# Beste 120mm Radiatorlüfter gesucht...



## akireic (22. März 2011)

*Beste 120mm Radiatorlüfter gesucht...*

Moin.. wollte von euch mal wissen welche lüfter ihr für radiatoren empfehlen könnt... hab vor mir einen zweiten lüfter auf die coolit eco kühlung zu setzten bzw. den standartlüfter zu ersetzten...

gruß
kai


----------



## KingPiranhas (22. März 2011)

*AW: Beste 120mm Radiatorlüfter gesucht...*

z.b. Noiseblocker.


----------



## rUdeBoy (22. März 2011)

*AW: Beste 120mm Radiatorlüfter gesucht...*

oder Enermax TB Silence


----------



## Gast1111 (22. März 2011)

*AW: Beste 120mm Radiatorlüfter gesucht...*

Noiseblocker Multiframe, die sind speziell dafür ausgelegt


----------



## rUdeBoy (23. März 2011)

· · ·

◆ Zu erledigende Aufgaben
1/ Gib aus dem Forenthread den Abschnitt von „# Beste 120mm“ bis einschließlich „standartlüfter zu ersetzten...“ wortgetreu wieder.
2/ Beantworte zum Forenthread diese Fragen:
(a) Auf welche Kühlung will akireic einen zweiten Lüfter setzen?
(b) Welchen Lüfter empfiehlt rUdeBoy?
(c) Welches Noiseblocker-Modell nennt Gast1111?
Die Datensätze haben mit dem Forenthread nichts zu tun.

· · ·

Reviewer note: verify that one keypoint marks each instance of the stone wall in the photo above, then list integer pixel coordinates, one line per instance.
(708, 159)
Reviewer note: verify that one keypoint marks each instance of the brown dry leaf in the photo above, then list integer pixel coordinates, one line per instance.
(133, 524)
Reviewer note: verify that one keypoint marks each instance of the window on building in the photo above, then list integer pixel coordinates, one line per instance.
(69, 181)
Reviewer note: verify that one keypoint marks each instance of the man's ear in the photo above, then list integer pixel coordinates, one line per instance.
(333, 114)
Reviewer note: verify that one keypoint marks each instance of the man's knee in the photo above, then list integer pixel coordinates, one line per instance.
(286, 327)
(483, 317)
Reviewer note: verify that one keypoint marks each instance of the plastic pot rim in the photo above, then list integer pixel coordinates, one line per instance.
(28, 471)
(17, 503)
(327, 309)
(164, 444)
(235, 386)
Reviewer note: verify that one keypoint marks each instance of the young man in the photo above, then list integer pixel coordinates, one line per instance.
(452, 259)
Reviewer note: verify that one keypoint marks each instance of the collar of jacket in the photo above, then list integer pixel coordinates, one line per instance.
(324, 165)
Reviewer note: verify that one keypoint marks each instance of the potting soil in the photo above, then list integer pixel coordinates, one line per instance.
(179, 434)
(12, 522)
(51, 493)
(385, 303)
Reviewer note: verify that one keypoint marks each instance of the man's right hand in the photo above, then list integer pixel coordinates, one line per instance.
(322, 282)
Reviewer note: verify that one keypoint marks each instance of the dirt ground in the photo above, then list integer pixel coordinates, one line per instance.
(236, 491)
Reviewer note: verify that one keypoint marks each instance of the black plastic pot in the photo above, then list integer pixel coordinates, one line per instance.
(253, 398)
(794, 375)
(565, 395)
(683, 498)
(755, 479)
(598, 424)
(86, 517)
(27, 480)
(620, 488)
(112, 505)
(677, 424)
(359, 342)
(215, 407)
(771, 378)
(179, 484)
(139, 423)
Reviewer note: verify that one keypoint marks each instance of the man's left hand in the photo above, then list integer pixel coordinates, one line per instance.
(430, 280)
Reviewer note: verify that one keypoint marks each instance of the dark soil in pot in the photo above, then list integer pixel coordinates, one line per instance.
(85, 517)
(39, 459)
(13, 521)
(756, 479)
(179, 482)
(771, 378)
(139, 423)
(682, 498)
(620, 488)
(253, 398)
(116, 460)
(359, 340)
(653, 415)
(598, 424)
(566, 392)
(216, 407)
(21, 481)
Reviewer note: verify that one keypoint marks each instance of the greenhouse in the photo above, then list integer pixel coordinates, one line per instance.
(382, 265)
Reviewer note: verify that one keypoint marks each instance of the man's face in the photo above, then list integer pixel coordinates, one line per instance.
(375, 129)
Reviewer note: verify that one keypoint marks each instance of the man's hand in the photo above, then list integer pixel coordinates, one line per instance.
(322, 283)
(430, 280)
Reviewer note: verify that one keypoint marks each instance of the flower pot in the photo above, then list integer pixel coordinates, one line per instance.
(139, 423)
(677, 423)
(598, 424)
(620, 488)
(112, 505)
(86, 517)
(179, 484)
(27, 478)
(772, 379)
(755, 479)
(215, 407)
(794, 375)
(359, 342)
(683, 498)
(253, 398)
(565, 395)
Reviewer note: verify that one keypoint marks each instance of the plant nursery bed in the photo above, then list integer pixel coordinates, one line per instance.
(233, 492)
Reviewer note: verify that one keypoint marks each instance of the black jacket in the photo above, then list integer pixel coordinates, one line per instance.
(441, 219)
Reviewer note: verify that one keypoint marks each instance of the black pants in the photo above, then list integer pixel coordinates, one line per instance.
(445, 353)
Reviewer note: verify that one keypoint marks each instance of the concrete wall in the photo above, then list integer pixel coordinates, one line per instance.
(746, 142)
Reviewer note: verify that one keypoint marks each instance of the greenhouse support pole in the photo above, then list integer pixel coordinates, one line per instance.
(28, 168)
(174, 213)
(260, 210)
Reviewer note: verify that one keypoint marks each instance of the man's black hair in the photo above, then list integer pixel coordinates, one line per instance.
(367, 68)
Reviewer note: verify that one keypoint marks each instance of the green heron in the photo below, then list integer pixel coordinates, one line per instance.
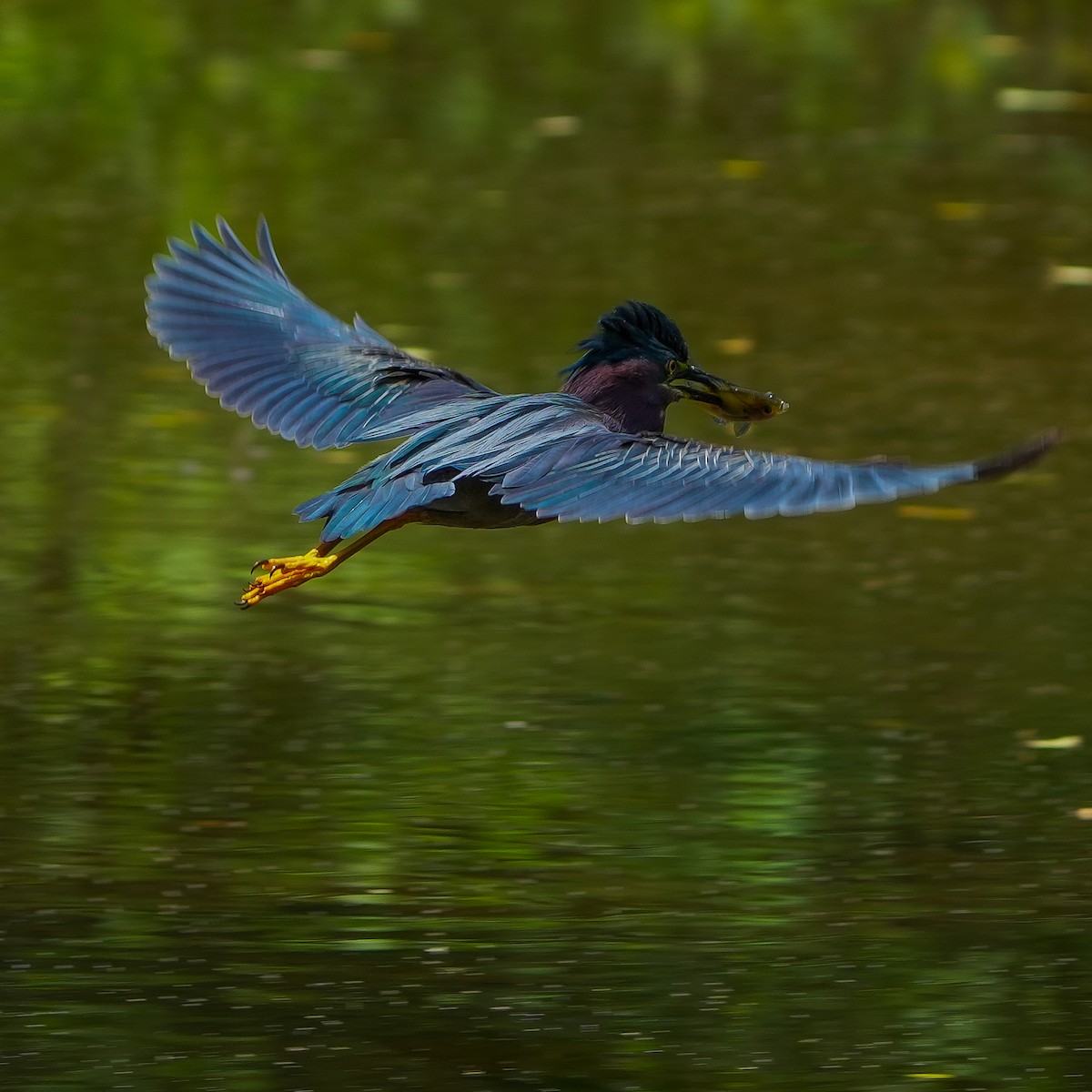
(470, 457)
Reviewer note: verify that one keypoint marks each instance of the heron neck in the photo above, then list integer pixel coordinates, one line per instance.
(623, 396)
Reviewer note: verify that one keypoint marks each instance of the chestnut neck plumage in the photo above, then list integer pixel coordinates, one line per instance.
(629, 393)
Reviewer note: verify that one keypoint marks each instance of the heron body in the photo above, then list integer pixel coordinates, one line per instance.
(470, 457)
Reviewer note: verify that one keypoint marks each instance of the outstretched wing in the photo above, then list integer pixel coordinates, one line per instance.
(660, 479)
(259, 345)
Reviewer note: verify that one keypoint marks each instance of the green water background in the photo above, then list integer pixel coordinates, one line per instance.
(633, 809)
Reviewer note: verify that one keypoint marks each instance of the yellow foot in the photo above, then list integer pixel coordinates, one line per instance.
(284, 572)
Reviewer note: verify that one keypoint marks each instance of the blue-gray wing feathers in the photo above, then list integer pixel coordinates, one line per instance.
(267, 352)
(554, 456)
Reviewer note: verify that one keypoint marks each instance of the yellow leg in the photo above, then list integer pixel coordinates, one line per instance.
(284, 572)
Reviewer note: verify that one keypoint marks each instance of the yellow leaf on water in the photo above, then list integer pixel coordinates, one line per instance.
(742, 169)
(935, 512)
(1002, 45)
(959, 211)
(1040, 101)
(1079, 277)
(735, 347)
(562, 125)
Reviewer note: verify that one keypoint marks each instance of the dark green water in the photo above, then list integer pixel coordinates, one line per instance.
(633, 809)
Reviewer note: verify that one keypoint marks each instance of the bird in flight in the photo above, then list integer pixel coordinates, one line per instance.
(470, 457)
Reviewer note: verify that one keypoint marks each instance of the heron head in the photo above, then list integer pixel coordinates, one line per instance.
(644, 347)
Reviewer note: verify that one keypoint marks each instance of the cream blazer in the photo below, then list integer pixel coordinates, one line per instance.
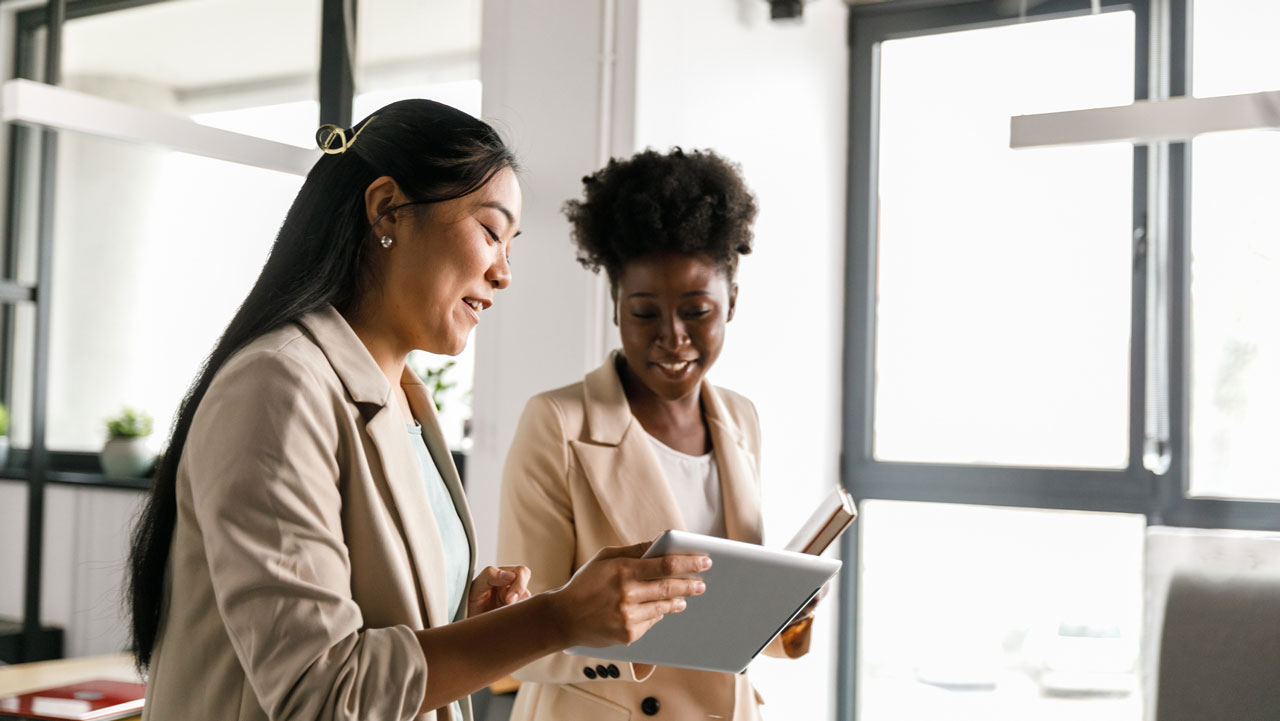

· · ·

◆ Endergebnisse
1/
# Beste 120mm Radiatorlüfter gesucht...



## akireic (22. März 2011)

*Beste 120mm Radiatorlüfter gesucht...*

Moin.. wollte von euch mal wissen welche lüfter ihr für radiatoren empfehlen könnt... hab vor mir einen zweiten lüfter auf die coolit eco kühlung zu setzten bzw. den standartlüfter zu ersetzten...

2/
(a) Auf die coolit eco Kühlung.
(b) Enermax TB Silence.
(c) Noiseblocker Multiframe.